YOUR TASK
The pictures are to be left out, and all remaining data is to be transcribed exactly as it appears.
ENTRIES SHOWN section start
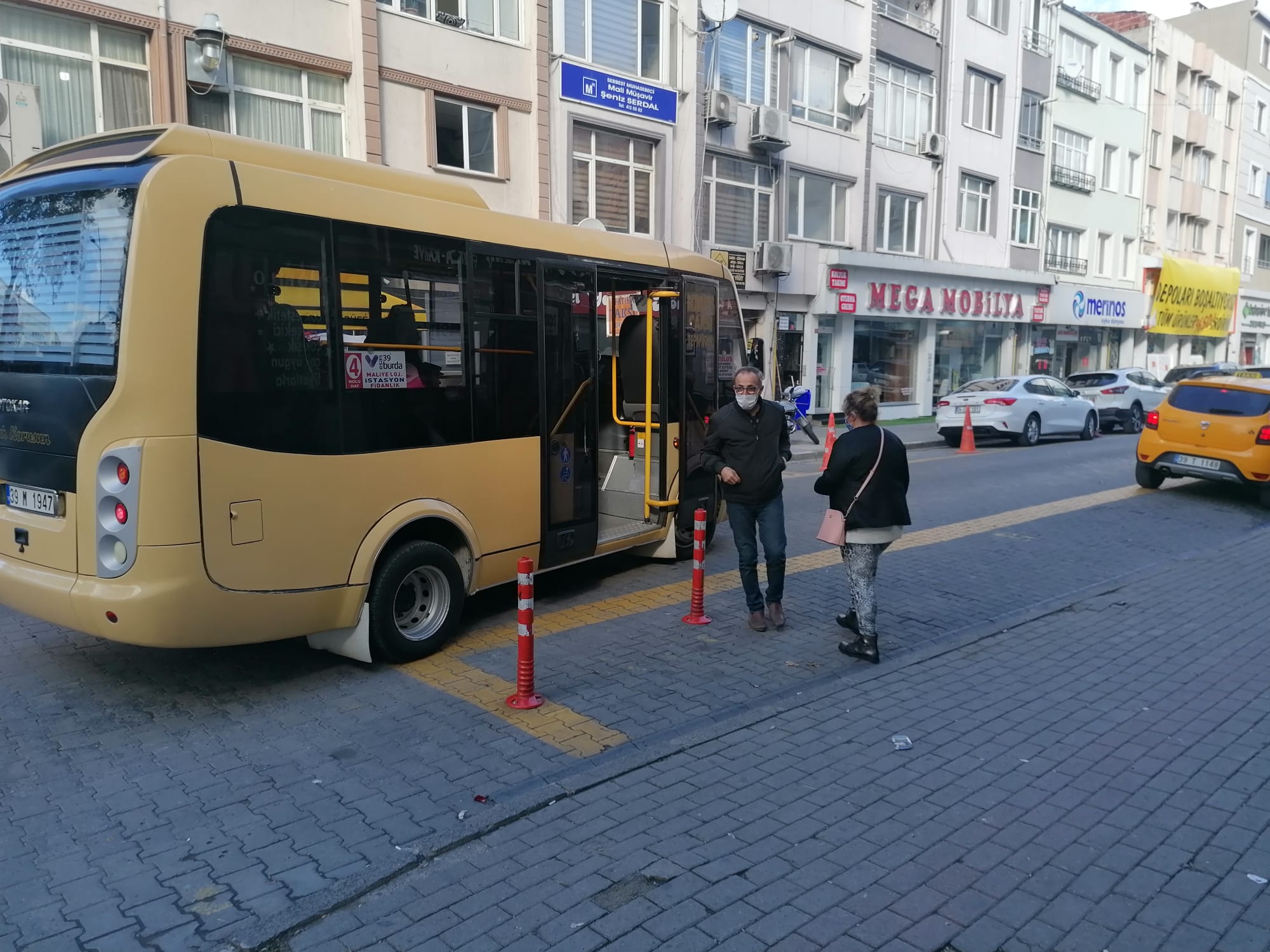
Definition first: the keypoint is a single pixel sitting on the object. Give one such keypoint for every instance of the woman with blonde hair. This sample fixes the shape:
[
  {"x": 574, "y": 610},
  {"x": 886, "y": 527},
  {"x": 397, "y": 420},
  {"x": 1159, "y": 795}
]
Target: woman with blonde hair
[{"x": 867, "y": 480}]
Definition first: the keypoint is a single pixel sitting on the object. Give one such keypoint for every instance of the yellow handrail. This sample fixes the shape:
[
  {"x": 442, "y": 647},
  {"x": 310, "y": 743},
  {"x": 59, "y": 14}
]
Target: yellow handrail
[{"x": 650, "y": 503}]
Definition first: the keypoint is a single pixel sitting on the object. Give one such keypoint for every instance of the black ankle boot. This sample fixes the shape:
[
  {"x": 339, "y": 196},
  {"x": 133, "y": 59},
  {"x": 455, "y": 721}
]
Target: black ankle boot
[{"x": 863, "y": 648}]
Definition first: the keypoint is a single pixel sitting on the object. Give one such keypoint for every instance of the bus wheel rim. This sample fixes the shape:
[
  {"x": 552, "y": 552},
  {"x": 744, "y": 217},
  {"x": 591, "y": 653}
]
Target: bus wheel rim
[{"x": 422, "y": 604}]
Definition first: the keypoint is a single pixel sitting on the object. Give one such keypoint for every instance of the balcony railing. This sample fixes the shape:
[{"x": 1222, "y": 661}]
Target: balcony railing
[
  {"x": 1069, "y": 266},
  {"x": 902, "y": 15},
  {"x": 1079, "y": 84},
  {"x": 1038, "y": 43},
  {"x": 1071, "y": 178}
]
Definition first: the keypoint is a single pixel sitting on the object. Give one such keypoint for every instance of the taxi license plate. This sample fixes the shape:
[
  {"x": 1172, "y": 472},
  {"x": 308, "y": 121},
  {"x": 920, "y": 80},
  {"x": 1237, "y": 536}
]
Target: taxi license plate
[
  {"x": 34, "y": 501},
  {"x": 1198, "y": 461}
]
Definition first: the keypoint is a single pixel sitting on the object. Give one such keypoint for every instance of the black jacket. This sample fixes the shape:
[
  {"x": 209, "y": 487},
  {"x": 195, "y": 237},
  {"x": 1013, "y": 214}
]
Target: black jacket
[
  {"x": 758, "y": 446},
  {"x": 886, "y": 501}
]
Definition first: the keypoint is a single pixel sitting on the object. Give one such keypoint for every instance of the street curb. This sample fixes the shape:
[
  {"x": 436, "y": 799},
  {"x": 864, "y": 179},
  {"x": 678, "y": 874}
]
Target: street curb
[{"x": 533, "y": 797}]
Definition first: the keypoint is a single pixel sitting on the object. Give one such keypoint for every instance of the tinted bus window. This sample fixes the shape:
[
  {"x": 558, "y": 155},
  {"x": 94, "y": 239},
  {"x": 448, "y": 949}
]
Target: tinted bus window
[
  {"x": 265, "y": 370},
  {"x": 401, "y": 319}
]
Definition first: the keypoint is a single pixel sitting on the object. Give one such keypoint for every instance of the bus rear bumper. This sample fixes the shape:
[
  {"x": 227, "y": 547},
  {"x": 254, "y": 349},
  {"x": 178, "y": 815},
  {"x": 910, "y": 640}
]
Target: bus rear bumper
[{"x": 167, "y": 601}]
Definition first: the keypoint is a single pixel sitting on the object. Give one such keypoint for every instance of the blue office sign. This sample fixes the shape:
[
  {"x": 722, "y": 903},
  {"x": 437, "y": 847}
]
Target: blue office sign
[{"x": 586, "y": 84}]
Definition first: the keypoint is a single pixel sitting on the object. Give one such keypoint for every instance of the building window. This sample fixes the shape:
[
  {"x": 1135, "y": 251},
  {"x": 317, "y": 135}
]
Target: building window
[
  {"x": 1071, "y": 150},
  {"x": 1026, "y": 219},
  {"x": 975, "y": 206},
  {"x": 819, "y": 209},
  {"x": 1111, "y": 158},
  {"x": 1114, "y": 76},
  {"x": 485, "y": 17},
  {"x": 736, "y": 202},
  {"x": 746, "y": 64},
  {"x": 819, "y": 82},
  {"x": 900, "y": 224},
  {"x": 987, "y": 12},
  {"x": 91, "y": 78},
  {"x": 904, "y": 103},
  {"x": 981, "y": 101},
  {"x": 613, "y": 181},
  {"x": 270, "y": 102},
  {"x": 622, "y": 35},
  {"x": 1032, "y": 121},
  {"x": 465, "y": 136}
]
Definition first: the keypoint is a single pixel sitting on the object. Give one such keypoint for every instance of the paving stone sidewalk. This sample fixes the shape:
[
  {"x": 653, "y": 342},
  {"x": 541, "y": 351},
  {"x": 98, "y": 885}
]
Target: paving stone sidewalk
ENTRIES SHOWN section end
TASK RESPONSE
Definition first: the keypoint is a single pixel sitting on the object. Give one such keypoint for every instance of the woman with blonde hair. This sample fixes the shape:
[
  {"x": 574, "y": 610},
  {"x": 886, "y": 527},
  {"x": 397, "y": 420},
  {"x": 1159, "y": 795}
]
Target: woman with blonde hair
[{"x": 867, "y": 480}]
Definition first: the keypoint is a single pixel sitting on the object. Give one such keypoint for every instance of the yellow handrail. This sample fixes the shape:
[
  {"x": 442, "y": 647},
  {"x": 310, "y": 743},
  {"x": 59, "y": 14}
]
Target: yellow handrail
[{"x": 650, "y": 503}]
Definition first: the keypoint is a single pixel sitting on the object. Give one such keypoint for every instance of the black ankle boot. This sample fixes the shape:
[
  {"x": 339, "y": 196},
  {"x": 133, "y": 59},
  {"x": 455, "y": 721}
]
Target: black ankle boot
[{"x": 863, "y": 648}]
Definition first: the keypoint is a single pixel sitting on the object. Give one such keypoint for every instance of the bus wheel rim. This sample fixes the shape:
[
  {"x": 552, "y": 552},
  {"x": 744, "y": 217},
  {"x": 591, "y": 653}
]
Target: bus wheel rim
[{"x": 422, "y": 604}]
Definition first: the keypoint is a single pixel sitting on the object. Give one such keypoint for every instance of the balcony railing. This sample fixes the shape:
[{"x": 1222, "y": 661}]
Target: balcony railing
[
  {"x": 1069, "y": 266},
  {"x": 902, "y": 15},
  {"x": 1079, "y": 84},
  {"x": 1038, "y": 43},
  {"x": 1071, "y": 178}
]
Definition first: the keypoint is a single pixel sitting on the object. Give one such keypoint for every instance of the taxi license plate. This sample fixes the shape:
[
  {"x": 1172, "y": 472},
  {"x": 308, "y": 121},
  {"x": 920, "y": 80},
  {"x": 1237, "y": 536}
]
Target: taxi license plate
[
  {"x": 34, "y": 501},
  {"x": 1198, "y": 461}
]
Definition first: the keypoint is a single pixel sitting on the object. Give one such keypoint for every instance of the black jacket. This sample fixes the shape:
[
  {"x": 209, "y": 487},
  {"x": 195, "y": 237},
  {"x": 1013, "y": 214}
]
Target: black jacket
[
  {"x": 758, "y": 446},
  {"x": 886, "y": 501}
]
Definition first: the keypoint is a single pixel sitting on the object. Give one such keypoint for every instance of the street curb. This sample fixes the shape:
[
  {"x": 436, "y": 799},
  {"x": 864, "y": 179},
  {"x": 678, "y": 874}
]
Target: street curb
[{"x": 533, "y": 797}]
Definition first: the keypoint is a single pixel sitting on the object. Give one such keypoint for every instance of the tinted bus window. This sample fixes the shape:
[
  {"x": 558, "y": 155},
  {"x": 94, "y": 239},
  {"x": 448, "y": 949}
]
Target: tinted bus window
[
  {"x": 265, "y": 370},
  {"x": 401, "y": 319}
]
Definition first: the keypoint is a single pixel sitting on the object. Give one such keypoint for every instance of the bus rear bumper. This sample fixes the shape:
[
  {"x": 227, "y": 547},
  {"x": 254, "y": 349},
  {"x": 178, "y": 815},
  {"x": 910, "y": 640}
]
Target: bus rear bumper
[{"x": 167, "y": 601}]
Definition first: the keypoint is a single pixel sitting on the object. Give one such keypoint for every instance of the blue office sign. This sample fixes the shape:
[
  {"x": 722, "y": 903},
  {"x": 437, "y": 847}
]
Target: blue office sign
[{"x": 586, "y": 84}]
Definition first: the keypoint is a single pixel sitting on the object. Give one such keypoint for every instance of the building window. This sample fixes the shape:
[
  {"x": 1135, "y": 251},
  {"x": 317, "y": 135}
]
Target: building window
[
  {"x": 1071, "y": 150},
  {"x": 1026, "y": 219},
  {"x": 975, "y": 206},
  {"x": 819, "y": 209},
  {"x": 1111, "y": 158},
  {"x": 1114, "y": 76},
  {"x": 485, "y": 17},
  {"x": 736, "y": 202},
  {"x": 746, "y": 64},
  {"x": 819, "y": 82},
  {"x": 900, "y": 224},
  {"x": 987, "y": 12},
  {"x": 91, "y": 78},
  {"x": 904, "y": 103},
  {"x": 981, "y": 101},
  {"x": 613, "y": 181},
  {"x": 270, "y": 102},
  {"x": 622, "y": 35},
  {"x": 1032, "y": 121},
  {"x": 465, "y": 136}
]
Definition first: the keypoint is a single pixel sitting on the object. Give one such keypoint for every instance of the paving stone sidewalk. This sample fixes the shape:
[
  {"x": 653, "y": 342},
  {"x": 541, "y": 351},
  {"x": 98, "y": 885}
]
Target: paving stone sidewalk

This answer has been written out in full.